**Supplied material:**
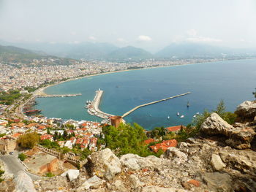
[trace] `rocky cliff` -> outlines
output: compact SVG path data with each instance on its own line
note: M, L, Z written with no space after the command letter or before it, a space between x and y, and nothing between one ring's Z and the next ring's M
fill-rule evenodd
M254 104L246 105L236 112L239 123L229 125L212 113L201 126L202 137L169 147L160 158L118 158L107 148L92 153L79 174L70 171L35 181L34 187L37 191L256 191L252 149L256 114Z

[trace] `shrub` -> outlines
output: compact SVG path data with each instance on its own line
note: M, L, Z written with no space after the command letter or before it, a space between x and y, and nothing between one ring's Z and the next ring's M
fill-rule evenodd
M27 155L21 153L18 155L18 158L20 159L21 161L23 161L27 158Z

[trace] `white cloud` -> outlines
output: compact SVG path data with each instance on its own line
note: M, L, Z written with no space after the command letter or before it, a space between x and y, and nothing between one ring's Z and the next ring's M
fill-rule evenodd
M90 40L93 40L93 41L95 41L97 39L96 39L96 37L93 37L93 36L90 36L89 37L89 39L90 39Z
M187 34L189 36L196 36L197 34L197 31L195 29L192 28L192 29L187 31Z
M189 37L186 39L189 42L222 42L222 39L214 39L211 37Z
M116 39L118 42L127 42L127 41L126 41L125 39L124 39L123 38L118 38Z
M150 42L151 40L152 40L152 39L149 36L140 35L138 37L138 40L140 42Z
M77 32L75 32L75 31L71 31L70 34L71 34L72 35L76 35L76 34L77 34Z

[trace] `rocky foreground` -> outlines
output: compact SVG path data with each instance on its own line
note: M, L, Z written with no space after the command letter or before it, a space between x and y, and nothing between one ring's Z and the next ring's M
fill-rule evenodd
M107 148L92 153L80 172L34 183L20 173L15 191L256 191L256 101L244 102L236 113L240 123L234 125L212 113L201 126L203 137L169 147L161 158L118 158Z

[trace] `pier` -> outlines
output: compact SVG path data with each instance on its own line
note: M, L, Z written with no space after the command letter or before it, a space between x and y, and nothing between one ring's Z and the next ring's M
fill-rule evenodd
M94 101L91 101L91 104L88 107L88 112L91 115L95 115L103 119L108 119L110 117L114 116L113 115L108 114L101 111L99 109L99 105L101 101L103 91L99 89L96 91L96 95Z
M190 94L190 93L191 93L190 92L187 92L186 93L183 93L183 94L180 94L180 95L178 95L178 96L174 96L165 98L165 99L161 99L161 100L158 100L158 101L153 101L153 102L150 102L150 103L147 103L147 104L141 104L141 105L137 106L137 107L134 107L133 109L132 109L131 110L129 110L129 112L127 112L126 113L124 113L121 117L124 118L124 117L127 116L129 114L132 113L132 112L134 112L135 110L138 110L138 109L139 109L140 107L146 107L146 106L148 106L148 105L150 105L150 104L153 104L159 103L159 102L165 101L167 101L167 100L169 100L169 99L174 99L174 98L176 98L176 97L186 96L186 95L188 95L188 94Z
M81 96L81 93L78 94L66 94L66 95L37 95L37 98L44 98L44 97L71 97L71 96Z

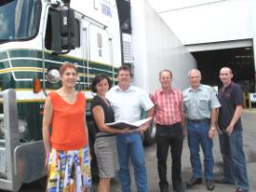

**What to work on:** Render every line of the material above as a numbered list, leaving out the blank lines. Omit the pictures from your answer.

**Result below:**
1. [trace] `rocky cliff` -> outlines
2. output: compact SVG path data with each instance on its own line
3. note: M, L, Z written with no space after the command letter or before it, a space between x and y, and nothing between one ring's Z and the next ring's M
4. fill-rule evenodd
5. M254 104L246 105L236 112L239 123L229 125L212 113L201 126L202 137L169 147L160 158L118 158L107 148L92 153L79 174L70 171L35 181L34 187L37 191L256 191L252 149L256 114Z
6. [trace] `shrub` -> outlines
7. output: compact SVG path data with each instance on its own line
8. note: M, L, Z written with no space after the command letter or before it, a space between x and y, and nothing between one ring's Z and the next ring's M
9. fill-rule evenodd
10. M27 155L21 153L18 155L18 158L20 159L21 161L23 161L27 158Z
11. [trace] `white cloud` -> outlines
12. output: compact SVG path data with each instance on its own line
13. note: M, L, Z written with no space after the command letter or before it, a space between x and y, and nothing between one ring's Z and the next ring's M
14. fill-rule evenodd
15. M90 40L93 40L93 41L95 41L97 39L96 39L96 37L93 37L93 36L90 36L89 37L89 39L90 39Z
16. M187 34L189 36L196 36L197 34L197 31L195 29L192 28L192 29L187 31Z
17. M189 37L186 39L189 42L222 42L222 39L214 39L211 37Z
18. M116 39L118 42L127 42L127 41L126 41L125 39L124 39L123 38L118 38Z
19. M150 42L151 40L152 40L152 39L149 36L140 35L138 37L138 40L140 42Z
20. M77 32L75 32L75 31L71 31L70 34L71 34L72 35L76 35L76 34L77 34Z
21. [trace] `rocky foreground` -> outlines
22. output: compact SVG path data with each instance on its own line
23. note: M, L, Z written with no space after the command letter or before it, a space between x and y, and nothing between one ring's Z and the next ring's M
24. fill-rule evenodd
25. M107 148L92 153L80 172L34 183L20 173L15 191L256 191L256 101L244 102L236 113L240 123L234 125L212 113L201 126L203 137L169 147L161 158L118 158Z
26. [trace] `pier` -> outlines
27. output: compact SVG path data with each instance on its own line
28. note: M, L, Z written with no space after the command letter or before it, a space between x and y, and nothing between one ring's Z and the next ring's M
29. fill-rule evenodd
30. M94 101L91 101L91 104L88 107L88 112L91 115L95 115L103 119L108 119L110 117L114 116L113 115L108 114L101 111L99 109L99 105L101 101L103 91L99 89L96 91L96 95Z
31. M190 94L190 93L191 93L190 92L187 92L186 93L183 93L183 94L180 94L180 95L178 95L178 96L174 96L165 98L165 99L161 99L161 100L158 100L158 101L153 101L153 102L150 102L150 103L147 103L147 104L141 104L141 105L137 106L137 107L134 107L133 109L132 109L131 110L129 110L129 112L127 112L126 113L124 113L121 117L124 118L124 117L127 116L129 114L132 113L132 112L134 112L135 110L138 110L138 109L139 109L140 107L146 107L146 106L148 106L148 105L150 105L150 104L153 104L159 103L159 102L165 101L167 101L167 100L169 100L169 99L174 99L174 98L176 98L176 97L186 96L186 95L188 95L188 94Z
32. M81 96L81 93L78 94L66 94L66 95L37 95L37 98L44 98L44 97L71 97L71 96Z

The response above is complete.